_EXERCISE INSTRUCTIONS_:
The listing below must be repeated word for word, with its images excluded.

--- Start EXERCISE DATA ---

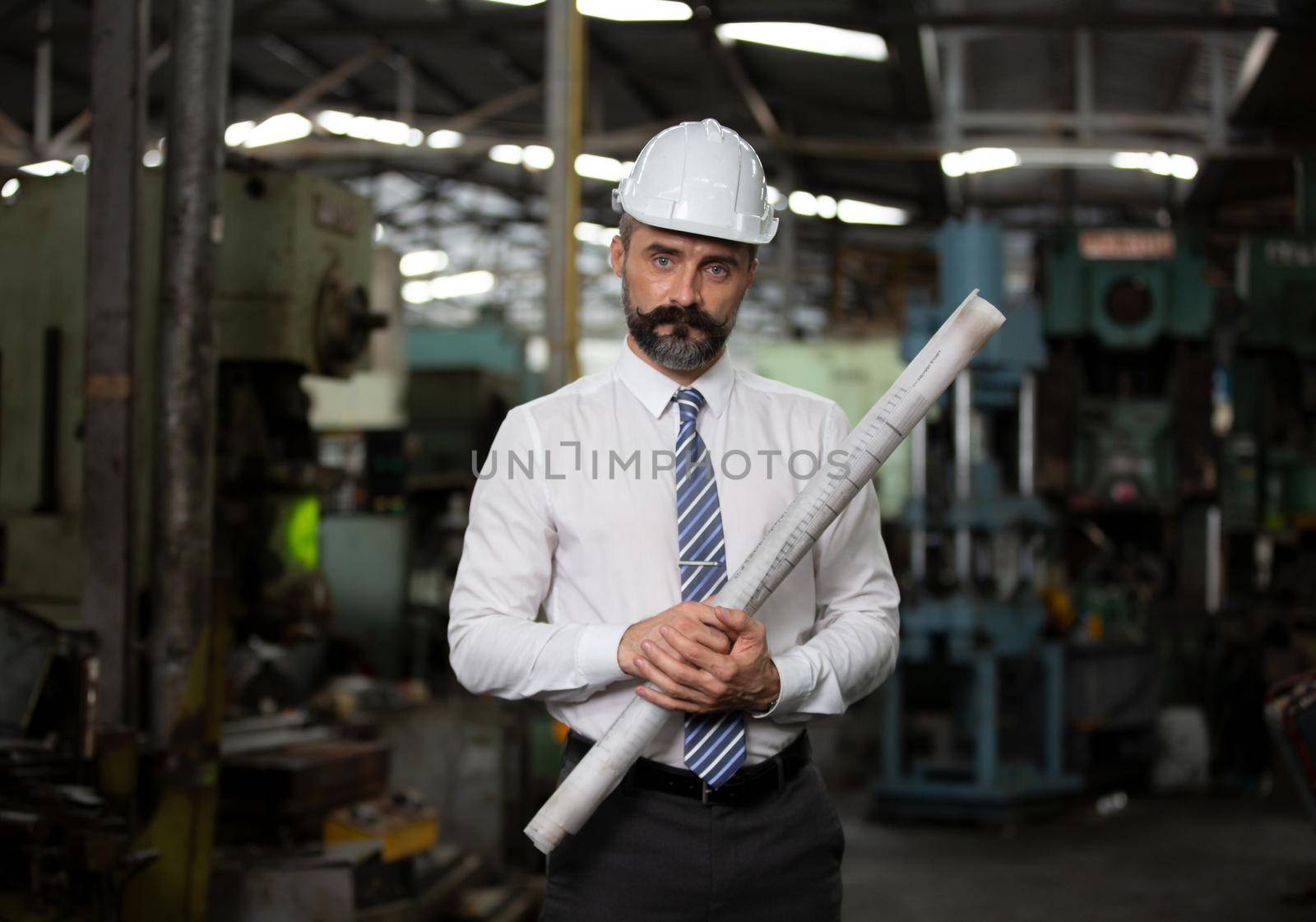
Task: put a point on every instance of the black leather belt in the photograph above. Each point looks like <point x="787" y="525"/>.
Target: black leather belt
<point x="748" y="785"/>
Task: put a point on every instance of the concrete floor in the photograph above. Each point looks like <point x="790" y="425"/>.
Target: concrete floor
<point x="1191" y="859"/>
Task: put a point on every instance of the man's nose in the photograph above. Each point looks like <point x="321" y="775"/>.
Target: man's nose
<point x="684" y="287"/>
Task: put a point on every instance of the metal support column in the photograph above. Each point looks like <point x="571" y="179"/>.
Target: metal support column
<point x="952" y="108"/>
<point x="188" y="364"/>
<point x="565" y="90"/>
<point x="1085" y="81"/>
<point x="789" y="252"/>
<point x="188" y="637"/>
<point x="986" y="702"/>
<point x="118" y="98"/>
<point x="41" y="81"/>
<point x="1026" y="456"/>
<point x="1304" y="208"/>
<point x="1053" y="734"/>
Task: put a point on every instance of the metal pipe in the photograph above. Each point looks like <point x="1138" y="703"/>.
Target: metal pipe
<point x="964" y="471"/>
<point x="565" y="91"/>
<point x="109" y="469"/>
<point x="919" y="493"/>
<point x="184" y="438"/>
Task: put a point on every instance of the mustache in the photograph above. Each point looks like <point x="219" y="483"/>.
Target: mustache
<point x="681" y="314"/>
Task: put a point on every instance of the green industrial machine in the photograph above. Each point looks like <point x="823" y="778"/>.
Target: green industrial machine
<point x="1270" y="446"/>
<point x="1128" y="317"/>
<point x="294" y="262"/>
<point x="293" y="271"/>
<point x="973" y="717"/>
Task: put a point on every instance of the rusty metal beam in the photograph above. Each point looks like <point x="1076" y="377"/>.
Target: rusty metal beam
<point x="109" y="596"/>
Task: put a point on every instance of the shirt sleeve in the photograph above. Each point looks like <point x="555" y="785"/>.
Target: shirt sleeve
<point x="855" y="641"/>
<point x="495" y="643"/>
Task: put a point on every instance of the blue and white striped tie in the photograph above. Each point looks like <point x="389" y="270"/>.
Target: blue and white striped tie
<point x="715" y="744"/>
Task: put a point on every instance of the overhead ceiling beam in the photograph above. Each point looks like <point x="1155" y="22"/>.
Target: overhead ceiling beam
<point x="615" y="65"/>
<point x="748" y="92"/>
<point x="82" y="121"/>
<point x="327" y="83"/>
<point x="877" y="20"/>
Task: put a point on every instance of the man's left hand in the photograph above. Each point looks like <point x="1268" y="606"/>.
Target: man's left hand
<point x="702" y="680"/>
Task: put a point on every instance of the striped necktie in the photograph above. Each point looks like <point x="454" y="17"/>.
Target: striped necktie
<point x="715" y="744"/>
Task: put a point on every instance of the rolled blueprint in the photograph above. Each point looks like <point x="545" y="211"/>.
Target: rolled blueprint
<point x="789" y="541"/>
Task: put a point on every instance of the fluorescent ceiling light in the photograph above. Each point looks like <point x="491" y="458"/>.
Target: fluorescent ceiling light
<point x="335" y="121"/>
<point x="278" y="129"/>
<point x="423" y="262"/>
<point x="587" y="232"/>
<point x="368" y="127"/>
<point x="511" y="154"/>
<point x="807" y="37"/>
<point x="443" y="138"/>
<point x="623" y="11"/>
<point x="636" y="11"/>
<point x="461" y="285"/>
<point x="602" y="167"/>
<point x="239" y="132"/>
<point x="1179" y="166"/>
<point x="416" y="292"/>
<point x="980" y="160"/>
<point x="803" y="203"/>
<point x="392" y="132"/>
<point x="48" y="167"/>
<point x="537" y="157"/>
<point x="868" y="212"/>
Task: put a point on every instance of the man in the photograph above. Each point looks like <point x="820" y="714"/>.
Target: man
<point x="620" y="504"/>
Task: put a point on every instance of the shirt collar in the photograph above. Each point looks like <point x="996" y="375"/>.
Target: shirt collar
<point x="655" y="390"/>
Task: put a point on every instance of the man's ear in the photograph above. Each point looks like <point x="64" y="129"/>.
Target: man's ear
<point x="616" y="256"/>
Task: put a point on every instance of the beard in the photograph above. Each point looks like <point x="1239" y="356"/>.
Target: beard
<point x="678" y="350"/>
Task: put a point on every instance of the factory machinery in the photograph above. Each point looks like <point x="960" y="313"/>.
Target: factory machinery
<point x="99" y="823"/>
<point x="974" y="724"/>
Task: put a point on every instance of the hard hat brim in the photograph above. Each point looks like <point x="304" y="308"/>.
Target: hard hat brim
<point x="697" y="228"/>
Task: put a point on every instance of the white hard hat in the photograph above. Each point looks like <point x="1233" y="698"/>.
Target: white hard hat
<point x="701" y="178"/>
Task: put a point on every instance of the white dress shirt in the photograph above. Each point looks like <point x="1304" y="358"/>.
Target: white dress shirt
<point x="576" y="512"/>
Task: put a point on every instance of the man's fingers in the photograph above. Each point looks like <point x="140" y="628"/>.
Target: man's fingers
<point x="668" y="702"/>
<point x="734" y="619"/>
<point x="678" y="669"/>
<point x="690" y="649"/>
<point x="668" y="684"/>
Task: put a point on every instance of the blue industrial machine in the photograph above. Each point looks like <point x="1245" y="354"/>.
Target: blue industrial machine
<point x="974" y="722"/>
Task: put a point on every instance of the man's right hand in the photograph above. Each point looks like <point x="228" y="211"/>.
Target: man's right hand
<point x="695" y="619"/>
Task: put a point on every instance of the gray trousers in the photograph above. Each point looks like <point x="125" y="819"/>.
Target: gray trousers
<point x="648" y="855"/>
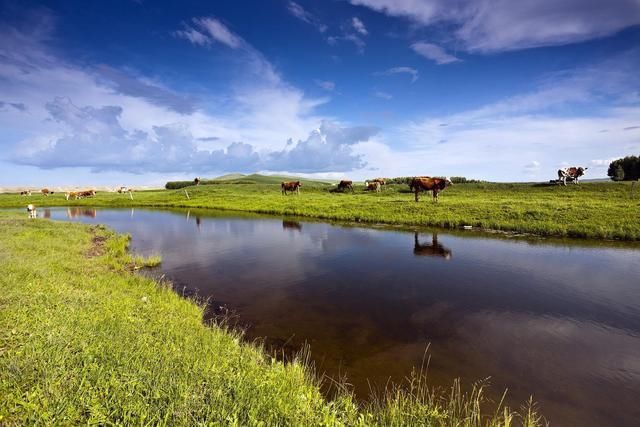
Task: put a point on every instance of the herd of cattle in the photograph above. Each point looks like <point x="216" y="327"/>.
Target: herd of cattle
<point x="80" y="194"/>
<point x="419" y="184"/>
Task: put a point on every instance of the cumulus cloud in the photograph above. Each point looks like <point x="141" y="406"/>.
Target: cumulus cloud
<point x="109" y="120"/>
<point x="18" y="106"/>
<point x="399" y="70"/>
<point x="359" y="26"/>
<point x="383" y="95"/>
<point x="94" y="138"/>
<point x="501" y="25"/>
<point x="299" y="12"/>
<point x="327" y="85"/>
<point x="154" y="93"/>
<point x="433" y="52"/>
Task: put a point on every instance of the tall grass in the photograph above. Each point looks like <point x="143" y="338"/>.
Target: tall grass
<point x="85" y="341"/>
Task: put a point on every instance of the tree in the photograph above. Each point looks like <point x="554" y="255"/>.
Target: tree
<point x="625" y="169"/>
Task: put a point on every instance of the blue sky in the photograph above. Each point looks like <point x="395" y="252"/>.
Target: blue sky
<point x="140" y="92"/>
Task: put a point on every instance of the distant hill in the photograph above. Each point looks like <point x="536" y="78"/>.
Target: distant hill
<point x="229" y="176"/>
<point x="249" y="179"/>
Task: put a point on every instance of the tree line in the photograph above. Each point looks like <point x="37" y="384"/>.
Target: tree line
<point x="625" y="169"/>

--- End EXERCISE DATA ---

_OUTPUT OF THE EXERCISE_:
Task: put a point on every instance of the black leather belt in the photograph above. Each point looks like <point x="787" y="525"/>.
Target: black leather belt
<point x="748" y="785"/>
Task: put a point on every instance of the concrete floor in the photograph above. Each point looks like <point x="790" y="425"/>.
Target: concrete floor
<point x="1191" y="859"/>
Task: put a point on every instance of the man's nose in the photograph above. Each point looks like <point x="321" y="775"/>.
Target: man's nose
<point x="684" y="287"/>
Task: put a point on every instance of the metal support column in the photograph above. Each point looks like <point x="571" y="179"/>.
Target: metal support column
<point x="952" y="108"/>
<point x="188" y="364"/>
<point x="565" y="90"/>
<point x="1085" y="81"/>
<point x="789" y="252"/>
<point x="188" y="637"/>
<point x="986" y="702"/>
<point x="118" y="98"/>
<point x="41" y="81"/>
<point x="1026" y="456"/>
<point x="1304" y="208"/>
<point x="1053" y="734"/>
Task: put a point on every instance of the metal pipe in the photograph above. Each point looks like <point x="1138" y="703"/>.
Target: metal pipe
<point x="964" y="471"/>
<point x="565" y="91"/>
<point x="109" y="469"/>
<point x="919" y="493"/>
<point x="184" y="438"/>
Task: put a point on every instance of the mustache in the photograph above. Each point looks like <point x="219" y="483"/>.
Target: mustache
<point x="681" y="314"/>
Task: put a point on every instance of the green industrial machine in the photograph above. Each point looks like <point x="823" y="778"/>.
Target: green industrial machine
<point x="1270" y="446"/>
<point x="1128" y="317"/>
<point x="294" y="262"/>
<point x="293" y="271"/>
<point x="973" y="717"/>
Task: put a point on every instance of the rusty metal beam in the photograph above. Each point looks like <point x="1076" y="377"/>.
Target: rusty metal beam
<point x="109" y="596"/>
Task: put a point on every instance of the shirt sleeve in the photograph above. Each point looks like <point x="555" y="785"/>.
Target: shirt sleeve
<point x="855" y="641"/>
<point x="495" y="643"/>
Task: put a point on every instance of the blue and white striped tie in the photograph above. Each point looks like <point x="389" y="270"/>.
Target: blue and white striped tie
<point x="715" y="744"/>
Task: put a point on every instance of the overhead ceiling beam in the photograph above. Each point looks like <point x="1155" y="22"/>.
Target: overhead ceiling beam
<point x="615" y="65"/>
<point x="748" y="92"/>
<point x="82" y="121"/>
<point x="327" y="83"/>
<point x="877" y="20"/>
Task: put a point on every instance of the man's left hand in the photograph above. Each point looks like <point x="1268" y="606"/>.
Target: man's left hand
<point x="702" y="680"/>
Task: put a point on every instance of the striped necktie in the photograph above. Each point looks like <point x="454" y="17"/>.
Target: striped necktie
<point x="715" y="744"/>
Task: put a point on every instance of the rolled blueprint in the photograph above. Each point looks like <point x="545" y="211"/>.
Target: rolled blueprint
<point x="789" y="541"/>
Task: put a point on every instance of the fluorescent ceiling light in the photograph above. Each point looks like <point x="491" y="458"/>.
Target: fluorescent ceiling light
<point x="335" y="121"/>
<point x="278" y="129"/>
<point x="423" y="262"/>
<point x="587" y="232"/>
<point x="368" y="127"/>
<point x="511" y="154"/>
<point x="807" y="37"/>
<point x="443" y="138"/>
<point x="623" y="11"/>
<point x="636" y="11"/>
<point x="461" y="285"/>
<point x="602" y="167"/>
<point x="239" y="132"/>
<point x="1179" y="166"/>
<point x="416" y="292"/>
<point x="980" y="160"/>
<point x="803" y="203"/>
<point x="392" y="132"/>
<point x="48" y="167"/>
<point x="537" y="157"/>
<point x="868" y="212"/>
Task: put a point on every instance of the man in the photograph above. Each point looks like <point x="820" y="714"/>.
Target: man
<point x="620" y="504"/>
Task: put a point on every instance of the shirt collar in the photograph above. Each point looks like <point x="996" y="375"/>.
Target: shirt collar
<point x="655" y="390"/>
Task: put a point on every instance of the man's ear in the photograph above. Each point looks like <point x="64" y="129"/>.
Target: man's ear
<point x="616" y="256"/>
Task: put a point on every instance of the beard in the photograph above. Each point looks like <point x="1239" y="356"/>.
Target: beard
<point x="678" y="350"/>
Task: put a point on every instance of the factory machinery in the photograph above. Each point looks like <point x="960" y="313"/>.
Target: factory machinery
<point x="99" y="823"/>
<point x="974" y="724"/>
Task: put a point on every instance of the hard hat brim in the photograph above. Each point looks like <point x="304" y="308"/>.
Target: hard hat brim
<point x="697" y="228"/>
Task: put a point on every instance of the white hard hat in the photograph above. Each point looks like <point x="1233" y="698"/>.
Target: white hard hat
<point x="701" y="178"/>
Task: put a point on every instance of the white dress shirt in the photograph above. Each point looks like <point x="1304" y="358"/>.
Target: white dress shirt
<point x="576" y="512"/>
Task: put a point on every instance of the man's fingers in the photograph above. Each point looks like <point x="140" y="628"/>.
Target: man's fingers
<point x="668" y="702"/>
<point x="734" y="619"/>
<point x="678" y="669"/>
<point x="690" y="649"/>
<point x="668" y="684"/>
Task: put a point on every instance of the blue industrial machine in the photograph above. Each point looks like <point x="1245" y="354"/>.
Target: blue industrial machine
<point x="974" y="722"/>
Task: put a point on every instance of the man's right hand in the photograph above. Each point looks like <point x="228" y="211"/>.
Target: man's right hand
<point x="695" y="619"/>
Task: put a point on every instance of the gray trousers in the photograph above. Each point looks like <point x="125" y="819"/>.
Target: gray trousers
<point x="648" y="855"/>
Task: put a point on every instance of the herd of cattle in the photograph above. Each point looks like <point x="216" y="327"/>.
Target: herd of cattle
<point x="80" y="194"/>
<point x="419" y="184"/>
Task: put a point on every instance of the cumulus cloud in the photograph above. Each point looks like <point x="141" y="406"/>.
Target: cumulus cloud
<point x="109" y="120"/>
<point x="18" y="106"/>
<point x="399" y="70"/>
<point x="359" y="26"/>
<point x="383" y="95"/>
<point x="94" y="138"/>
<point x="501" y="25"/>
<point x="299" y="12"/>
<point x="327" y="85"/>
<point x="154" y="93"/>
<point x="433" y="52"/>
Task: put a point on every instance of the tall grass in the photograph above. Each point looks like <point x="143" y="338"/>.
Target: tall grass
<point x="85" y="341"/>
Task: put a point on every instance of the tree in the photograph above. Each point looks like <point x="554" y="255"/>.
Target: tree
<point x="625" y="169"/>
Task: put a point on every instance of the blue sky in the photograph above. Each point looks like <point x="395" y="252"/>.
Target: blue sky
<point x="140" y="92"/>
Task: put a point on every instance of the distant hill in the photograph above. Each point looks like <point x="536" y="78"/>.
Target: distant hill
<point x="229" y="176"/>
<point x="249" y="179"/>
Task: put a point on every instance of the tree line in the photograph above. Each point looks like <point x="37" y="384"/>.
Target: tree line
<point x="625" y="169"/>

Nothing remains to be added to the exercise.